• **Records from a point labeling set**
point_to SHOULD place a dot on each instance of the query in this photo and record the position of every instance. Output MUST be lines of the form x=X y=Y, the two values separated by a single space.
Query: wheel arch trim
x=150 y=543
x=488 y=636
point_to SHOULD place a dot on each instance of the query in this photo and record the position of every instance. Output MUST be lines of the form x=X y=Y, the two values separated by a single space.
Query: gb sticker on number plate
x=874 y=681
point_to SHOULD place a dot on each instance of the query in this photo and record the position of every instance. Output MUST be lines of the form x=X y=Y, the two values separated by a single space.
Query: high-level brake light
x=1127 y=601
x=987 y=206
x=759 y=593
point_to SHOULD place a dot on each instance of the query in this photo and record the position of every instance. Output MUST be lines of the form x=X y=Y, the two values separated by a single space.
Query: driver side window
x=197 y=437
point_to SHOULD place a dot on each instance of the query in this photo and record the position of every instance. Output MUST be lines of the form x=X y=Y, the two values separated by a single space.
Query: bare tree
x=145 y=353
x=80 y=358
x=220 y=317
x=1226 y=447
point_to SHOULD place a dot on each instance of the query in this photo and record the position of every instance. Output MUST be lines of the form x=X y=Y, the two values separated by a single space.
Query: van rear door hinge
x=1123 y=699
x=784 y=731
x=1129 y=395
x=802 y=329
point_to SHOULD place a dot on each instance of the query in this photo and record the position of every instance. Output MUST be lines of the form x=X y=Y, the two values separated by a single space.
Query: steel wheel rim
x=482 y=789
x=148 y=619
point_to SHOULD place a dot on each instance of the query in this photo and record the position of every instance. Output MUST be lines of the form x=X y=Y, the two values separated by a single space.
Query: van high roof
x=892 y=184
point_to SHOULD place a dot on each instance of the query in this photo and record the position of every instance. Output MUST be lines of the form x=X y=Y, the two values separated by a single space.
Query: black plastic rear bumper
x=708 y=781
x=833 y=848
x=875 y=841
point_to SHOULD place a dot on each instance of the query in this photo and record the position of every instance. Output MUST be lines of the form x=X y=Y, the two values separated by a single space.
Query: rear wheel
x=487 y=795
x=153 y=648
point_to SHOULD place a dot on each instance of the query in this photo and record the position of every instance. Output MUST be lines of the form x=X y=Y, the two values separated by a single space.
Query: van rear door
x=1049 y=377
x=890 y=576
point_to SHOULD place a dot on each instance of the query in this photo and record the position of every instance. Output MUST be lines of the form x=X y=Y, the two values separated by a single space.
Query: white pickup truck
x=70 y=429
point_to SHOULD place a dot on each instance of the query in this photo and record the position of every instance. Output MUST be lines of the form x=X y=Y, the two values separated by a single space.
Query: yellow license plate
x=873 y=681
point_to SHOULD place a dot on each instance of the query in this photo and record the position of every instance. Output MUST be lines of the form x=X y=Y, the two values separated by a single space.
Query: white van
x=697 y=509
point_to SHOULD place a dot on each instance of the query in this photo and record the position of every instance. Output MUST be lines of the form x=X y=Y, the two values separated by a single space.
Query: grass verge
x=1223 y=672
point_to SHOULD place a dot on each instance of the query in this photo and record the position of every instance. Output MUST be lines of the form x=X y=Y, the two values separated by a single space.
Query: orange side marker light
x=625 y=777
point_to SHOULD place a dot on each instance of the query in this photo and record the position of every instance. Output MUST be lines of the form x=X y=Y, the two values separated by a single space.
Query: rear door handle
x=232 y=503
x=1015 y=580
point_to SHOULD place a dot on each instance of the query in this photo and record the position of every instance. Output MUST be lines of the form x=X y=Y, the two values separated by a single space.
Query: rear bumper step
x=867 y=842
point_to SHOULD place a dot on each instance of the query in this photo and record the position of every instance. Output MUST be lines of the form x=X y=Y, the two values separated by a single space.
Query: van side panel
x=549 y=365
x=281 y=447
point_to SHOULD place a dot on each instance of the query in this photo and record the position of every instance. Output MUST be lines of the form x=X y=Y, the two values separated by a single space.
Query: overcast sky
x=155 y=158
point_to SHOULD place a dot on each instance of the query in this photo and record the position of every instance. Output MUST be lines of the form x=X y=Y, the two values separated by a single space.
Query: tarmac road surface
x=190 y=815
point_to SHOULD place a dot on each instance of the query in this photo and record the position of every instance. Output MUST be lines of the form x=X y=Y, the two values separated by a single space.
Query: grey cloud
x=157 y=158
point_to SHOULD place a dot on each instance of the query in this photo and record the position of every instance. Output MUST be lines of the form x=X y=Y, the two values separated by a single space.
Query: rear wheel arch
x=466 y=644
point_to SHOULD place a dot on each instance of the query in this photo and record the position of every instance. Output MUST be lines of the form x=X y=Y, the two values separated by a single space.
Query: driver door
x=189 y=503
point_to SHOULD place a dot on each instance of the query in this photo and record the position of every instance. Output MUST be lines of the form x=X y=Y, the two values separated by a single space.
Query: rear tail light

• **Problem**
Quote all of the entries verbatim.

• **Answer to the task**
point_to SHOULD place a dot on each instance of the query in this photo and record the position of every instance. Output MUST be lines of the form x=X y=Y, the two values separated by a single space.
Query: wheel arch trim
x=150 y=543
x=488 y=636
point_to SHOULD place a dot on each instance of the query in this photo and record the position of every instance. Output MUST be lines of the form x=X y=Y, the two values separated by a single space.
Query: gb sticker on number plate
x=874 y=681
point_to SHOULD place a dot on each instance of the query in this photo and record the position of every instance. Output MUST be lines of the form x=X y=Y, the two values separated by a single space.
Query: high-level brake light
x=1127 y=601
x=987 y=206
x=759 y=593
point_to SHOULD place a dot on each instance of the query in this photo and record the position of every instance. Output MUST be lines of the form x=X y=Y, the two values separated by a single space.
Query: driver side window
x=197 y=437
point_to SHOULD place a dot on each instance of the query in this photo and record the position of every instance. Output MUST be lines of the form x=X y=Y, the two values separated by a single space.
Query: bare tree
x=145 y=353
x=80 y=358
x=220 y=317
x=1226 y=447
point_to SHOULD place a dot on each instance of the query in this photo and record the position of every instance. Output MUST be lines of the form x=X y=Y, the two values separated by a single space.
Query: van rear door hinge
x=1123 y=699
x=784 y=731
x=1129 y=395
x=802 y=329
point_to SHOULD place a dot on each instance of the query in this photo and record the position of every instance. Output MUST be lines of the form x=X y=Y, the two values separated by a single space.
Query: steel wheel rim
x=482 y=789
x=148 y=619
point_to SHOULD place a dot on each instance of the query in this photo and record the position of every instance. Output MUST be lines of the form x=X y=Y, the two values separated by a single space.
Query: van high roof
x=892 y=184
point_to SHOULD place a dot on each instance of the query in this photo and record the position of every instance. Output MUST be lines of the form x=X y=Y, the two values separated by a single space.
Query: black plastic rear bumper
x=708 y=781
x=833 y=848
x=875 y=841
point_to SHOULD place a dot on each instance of the query in this photo and record the position of every instance. Output MUST be lines of the form x=X y=Y, the two values separated by a single space.
Query: rear wheel
x=487 y=795
x=153 y=648
point_to SHOULD place a dot on each instance of the query in this photo and record the position of every instance. Output MUST be lines of the form x=X y=Y, the two values separated by a single space.
Query: van rear door
x=1049 y=377
x=890 y=576
point_to SHOULD place a dot on each instance of the query in this photo and record the position of every instance. Output MUST be lines of the form x=X y=Y, the two values separated by a single space.
Query: white pickup truck
x=70 y=429
point_to SHOULD place a dot on each instance of the query in this photo and record the position of every instance. Output MUST be lines of the form x=X y=Y, the two values separated by a single space.
Query: yellow license plate
x=873 y=681
point_to SHOULD place a dot on each instance of the query in this photo and record the position of every instance. Output MUST be lines of the form x=X y=Y, the two values separated by a single space.
Query: white van
x=697 y=509
point_to SHOULD place a dot on each instance of the query in this photo and record the position of every instance. Output MUST be lines of the form x=X y=Y, the two values separated by a single space.
Query: grass verge
x=1223 y=672
point_to SHOULD place a dot on each instance of the query in this photo and record the position of every instance. Output MUST be lines of the form x=X y=Y, the two values separated by a single space.
Query: orange side marker light
x=625 y=777
point_to SHOULD place a dot on each instance of the query in this photo and record the position of every instance. Output MUST be lines of the form x=X y=Y, the two values separated by a single space.
Query: rear door handle
x=232 y=503
x=1015 y=580
point_to SHOULD place a dot on each instance of the query in this photo and record the position of every instance. Output MUST be lines of the form x=X y=Y, the two values separated by a single space.
Query: rear bumper step
x=867 y=842
point_to SHOULD place a dot on each instance of the query in this photo and record the position of every instance. Output MUST be lines of the form x=X y=Y, the two values separated by a single space.
Query: van side panel
x=549 y=365
x=281 y=447
point_to SHOULD place a dot on each instance of the query in this photo and record the position of every instance. Output MUST be lines of the form x=X y=Y, the two values separated by a single space.
Query: overcast sky
x=155 y=158
point_to SHOULD place a dot on each instance of the query in this photo and record the position of every instance. Output MUST be lines of the form x=X y=Y, the two values separated by a single space.
Query: tarmac road surface
x=190 y=815
point_to SHOULD place a dot on each instance of the query in this photo and record the position of every instance. Output MUST be lines of the form x=X y=Y, the two values separated by a single space.
Query: grey cloud
x=157 y=158
point_to SHOULD place a dot on each instance of the query in this photo and record the position of every instance. Output MUST be lines of the form x=X y=Y, the two values separated by a single space.
Query: rear wheel arch
x=466 y=644
point_to SHOULD place a dot on each instance of the query in this photo and record the position of every instance. Output MUST be lines of the form x=X y=Y, the two values separated by a single space.
Query: driver door
x=189 y=503
point_to SHOULD place a dot on each instance of the query in this photo and record the position of every instance. Output MUST be lines of the form x=X y=Y, the two values separated by a single space.
Query: rear tail light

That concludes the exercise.